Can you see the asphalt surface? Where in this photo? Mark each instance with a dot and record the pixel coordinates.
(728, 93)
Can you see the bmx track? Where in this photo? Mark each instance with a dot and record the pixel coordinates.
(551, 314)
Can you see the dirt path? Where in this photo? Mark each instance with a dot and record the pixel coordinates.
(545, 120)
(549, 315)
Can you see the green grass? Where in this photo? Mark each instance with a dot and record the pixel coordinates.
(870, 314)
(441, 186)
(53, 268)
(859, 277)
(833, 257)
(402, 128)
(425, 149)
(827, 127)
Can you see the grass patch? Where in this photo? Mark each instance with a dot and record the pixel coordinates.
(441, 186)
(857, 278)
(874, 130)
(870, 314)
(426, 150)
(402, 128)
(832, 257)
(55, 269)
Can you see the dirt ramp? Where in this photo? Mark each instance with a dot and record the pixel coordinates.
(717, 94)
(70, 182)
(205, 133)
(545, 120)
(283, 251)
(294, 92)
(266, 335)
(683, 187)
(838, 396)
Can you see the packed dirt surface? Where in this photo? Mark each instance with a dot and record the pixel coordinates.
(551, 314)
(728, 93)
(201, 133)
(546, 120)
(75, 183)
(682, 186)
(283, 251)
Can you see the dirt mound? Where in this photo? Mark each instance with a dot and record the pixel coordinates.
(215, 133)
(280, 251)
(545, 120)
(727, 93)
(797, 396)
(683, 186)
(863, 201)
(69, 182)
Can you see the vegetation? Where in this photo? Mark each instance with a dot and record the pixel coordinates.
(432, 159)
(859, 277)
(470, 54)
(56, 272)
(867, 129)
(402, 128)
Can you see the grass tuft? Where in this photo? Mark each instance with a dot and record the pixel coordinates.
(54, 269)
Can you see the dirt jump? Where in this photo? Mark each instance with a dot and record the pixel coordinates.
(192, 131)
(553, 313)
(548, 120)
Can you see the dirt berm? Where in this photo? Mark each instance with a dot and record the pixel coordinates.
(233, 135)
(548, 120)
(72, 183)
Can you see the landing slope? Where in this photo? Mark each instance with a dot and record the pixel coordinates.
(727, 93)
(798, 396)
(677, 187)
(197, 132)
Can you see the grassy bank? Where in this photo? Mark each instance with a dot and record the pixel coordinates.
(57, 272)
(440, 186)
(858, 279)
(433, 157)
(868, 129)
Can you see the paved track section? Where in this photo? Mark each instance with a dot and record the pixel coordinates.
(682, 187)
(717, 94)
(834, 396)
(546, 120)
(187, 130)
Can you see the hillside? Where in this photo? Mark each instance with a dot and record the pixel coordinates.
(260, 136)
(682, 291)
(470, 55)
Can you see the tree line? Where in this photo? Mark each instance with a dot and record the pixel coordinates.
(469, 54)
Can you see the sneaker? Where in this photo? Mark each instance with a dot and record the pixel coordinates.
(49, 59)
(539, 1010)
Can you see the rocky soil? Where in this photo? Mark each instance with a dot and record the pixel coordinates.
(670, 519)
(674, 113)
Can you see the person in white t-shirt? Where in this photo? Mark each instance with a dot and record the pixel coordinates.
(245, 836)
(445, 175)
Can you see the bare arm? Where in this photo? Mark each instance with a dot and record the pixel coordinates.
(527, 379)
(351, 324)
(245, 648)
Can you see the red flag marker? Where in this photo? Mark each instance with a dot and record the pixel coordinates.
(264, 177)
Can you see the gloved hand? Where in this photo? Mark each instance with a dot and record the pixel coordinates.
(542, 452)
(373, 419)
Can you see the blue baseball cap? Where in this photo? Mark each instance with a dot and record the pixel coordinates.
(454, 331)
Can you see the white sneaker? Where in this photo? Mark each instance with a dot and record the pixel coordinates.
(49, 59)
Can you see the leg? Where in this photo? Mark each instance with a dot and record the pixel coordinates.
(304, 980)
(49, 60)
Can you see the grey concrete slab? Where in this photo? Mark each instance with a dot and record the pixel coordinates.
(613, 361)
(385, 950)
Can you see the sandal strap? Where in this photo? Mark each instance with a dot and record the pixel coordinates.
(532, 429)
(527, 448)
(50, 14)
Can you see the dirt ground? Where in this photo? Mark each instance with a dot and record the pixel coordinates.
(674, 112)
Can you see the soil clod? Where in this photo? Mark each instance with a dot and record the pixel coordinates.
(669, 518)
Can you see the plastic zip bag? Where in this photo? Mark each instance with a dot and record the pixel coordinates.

- _Activity_: Nothing in the entries above should differ when you return them in full.

- _Output of the task_:
Can you see the asphalt surface? Where in this photo? Mark each instance with a dot and record the pixel coordinates.
(728, 93)
Can you see the bmx track? Where in this photo? Mark each instance with a dot and record the pixel coordinates.
(551, 314)
Can you see the dirt path? Where in this photo? Mark each instance with a dot and record the pixel coordinates.
(545, 120)
(549, 315)
Can you see the green grass? Where in this photo? Mark each instance with a dot and record the pixel coordinates.
(870, 314)
(441, 186)
(53, 268)
(859, 277)
(833, 257)
(402, 128)
(425, 149)
(827, 127)
Can you see the grass patch? Where in this photo? Mark each instance with a dot and record the pixel coordinates.
(441, 186)
(857, 278)
(874, 130)
(870, 314)
(426, 150)
(402, 128)
(832, 257)
(55, 269)
Can you see the dirt ramp? Where in this photo? Mark each instance with a dot and record the pixel coordinates.
(717, 94)
(70, 182)
(205, 133)
(545, 120)
(283, 251)
(294, 92)
(266, 335)
(683, 187)
(838, 396)
Can you see the packed dirt surface? Where in this photo? Mark each instance with a dot and record the pixel coordinates.
(551, 314)
(728, 93)
(201, 133)
(546, 120)
(75, 183)
(682, 186)
(283, 251)
Can you see the dirt mound? Where in this photo? Mark each instance with a dot and record the pixel coordinates.
(215, 133)
(280, 251)
(545, 120)
(727, 93)
(797, 396)
(683, 186)
(863, 201)
(69, 182)
Can you see the vegetation? Where in this photo? Mark each instance with a dot and record the pixel coordinates.
(432, 159)
(859, 277)
(470, 54)
(56, 272)
(867, 129)
(402, 128)
Can you see the grass tuft? Where in this photo? Mark each instance with a dot and record the pixel coordinates.
(54, 269)
Can you see the dirt jump? Where in this photo? Mark each instance with a dot and record the pixel coordinates.
(192, 131)
(553, 313)
(548, 120)
Can you see the dirt berm? Where in this photo? Mark each instance with a dot and record the pixel coordinates.
(233, 135)
(548, 120)
(72, 183)
Can you see the landing slope? Where in this photo? Mark each instance with a dot and record the pixel coordinates.
(727, 93)
(798, 396)
(677, 187)
(197, 132)
Can you see the grassy bank? Where in this photo? Mark each instance with a dot and record the pixel coordinates.
(57, 272)
(440, 186)
(858, 279)
(433, 157)
(868, 129)
Can you see the paved track section? Where in this photo? Mark each instance with a dot and record the pixel coordinates.
(682, 187)
(717, 94)
(834, 396)
(546, 120)
(187, 130)
Can you see the hillside? Where in this photo? Mark each instance with a dot and record the pixel coordinates.
(260, 136)
(682, 291)
(470, 55)
Can you see the tree line? Where in this photo? Mark each instance with a dot and record the pixel coordinates.
(469, 54)
Can you see the sneaker? Where in this photo? Mark each instance with a dot and record the pixel coordinates.
(49, 59)
(539, 1010)
Can you see the rocky soil? Where in this photo? Mark each instance with a dot and record the pixel coordinates.
(670, 519)
(674, 113)
Can you see the person in white t-shirt? Where in this photo? Mark each instance with a dot and record the pixel coordinates.
(245, 836)
(445, 175)
Can you see the bare arm? Where in this photo? Mark each instance with a dot and record the pixel coordinates.
(527, 379)
(351, 324)
(245, 648)
Can you see the red flag marker? Where in this photo? Mark each instance with a dot and record the pixel coordinates.
(264, 177)
Can you see the gloved hand? Where in this photo? Mark each instance with a dot and record the pixel coordinates.
(542, 452)
(373, 419)
Can you see the blue baseball cap? Where in this photo? Mark each instance with a dot and record the pixel coordinates.
(454, 331)
Can you see the white sneaker? Where in this photo? Mark each instance with a dot and record the pixel coordinates.
(49, 59)
Can you see the leg? Where in this photo? Mark each instance with a dot and record the pixel coordinates.
(304, 980)
(49, 60)
Can you see the grey concrete slab? Where in this photo? Mark each instance with a dot and record the pixel coordinates.
(613, 361)
(385, 950)
Can you see the sandal strap? Where in this photo? Mark each instance with a dot and record the pixel coordinates.
(532, 429)
(527, 448)
(50, 14)
Can you see the dirt ground? Where in this photo? Mark each instance with a dot and record the pixel coordinates.
(674, 112)
Can you see the soil clod? Where in this photo? Mark each instance with a dot and record the pixel coordinates.
(669, 518)
Can you see the plastic zip bag? Where in this photo? Mark each instance with a dot and record the pixel coordinates.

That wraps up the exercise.